- Your objective
List every line in the rows below that contains the word "toolbox". Case matters.

- Data
..........
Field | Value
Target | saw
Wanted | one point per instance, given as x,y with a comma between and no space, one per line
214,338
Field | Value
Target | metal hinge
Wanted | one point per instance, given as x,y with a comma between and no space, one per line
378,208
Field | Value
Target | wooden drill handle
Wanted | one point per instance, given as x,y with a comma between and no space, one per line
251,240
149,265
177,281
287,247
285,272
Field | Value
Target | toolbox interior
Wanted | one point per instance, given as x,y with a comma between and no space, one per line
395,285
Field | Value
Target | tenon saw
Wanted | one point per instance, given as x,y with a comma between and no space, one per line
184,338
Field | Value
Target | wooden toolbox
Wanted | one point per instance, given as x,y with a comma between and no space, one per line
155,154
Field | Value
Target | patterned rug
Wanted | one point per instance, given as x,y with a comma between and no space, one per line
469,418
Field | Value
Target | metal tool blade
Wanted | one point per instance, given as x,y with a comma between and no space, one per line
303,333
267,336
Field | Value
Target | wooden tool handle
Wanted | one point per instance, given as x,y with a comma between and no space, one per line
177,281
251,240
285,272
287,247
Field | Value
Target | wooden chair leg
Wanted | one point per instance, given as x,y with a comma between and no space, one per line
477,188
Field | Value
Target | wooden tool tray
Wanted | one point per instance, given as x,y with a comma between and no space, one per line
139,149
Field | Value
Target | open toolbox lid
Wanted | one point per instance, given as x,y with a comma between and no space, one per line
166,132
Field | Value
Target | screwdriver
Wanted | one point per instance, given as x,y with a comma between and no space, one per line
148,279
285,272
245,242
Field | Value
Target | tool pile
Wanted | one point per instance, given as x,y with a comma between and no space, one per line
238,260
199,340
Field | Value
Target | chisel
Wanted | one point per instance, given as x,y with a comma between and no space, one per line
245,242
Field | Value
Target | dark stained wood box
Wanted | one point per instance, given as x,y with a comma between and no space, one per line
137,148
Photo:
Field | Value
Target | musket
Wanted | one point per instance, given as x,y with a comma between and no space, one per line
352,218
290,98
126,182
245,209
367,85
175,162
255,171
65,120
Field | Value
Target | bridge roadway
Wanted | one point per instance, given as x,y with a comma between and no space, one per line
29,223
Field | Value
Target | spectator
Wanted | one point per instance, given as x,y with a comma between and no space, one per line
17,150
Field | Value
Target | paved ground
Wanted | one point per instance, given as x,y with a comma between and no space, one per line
..........
- Right answer
Target | toolbox interior
Target | wooden toolbox
Target | open toolbox lid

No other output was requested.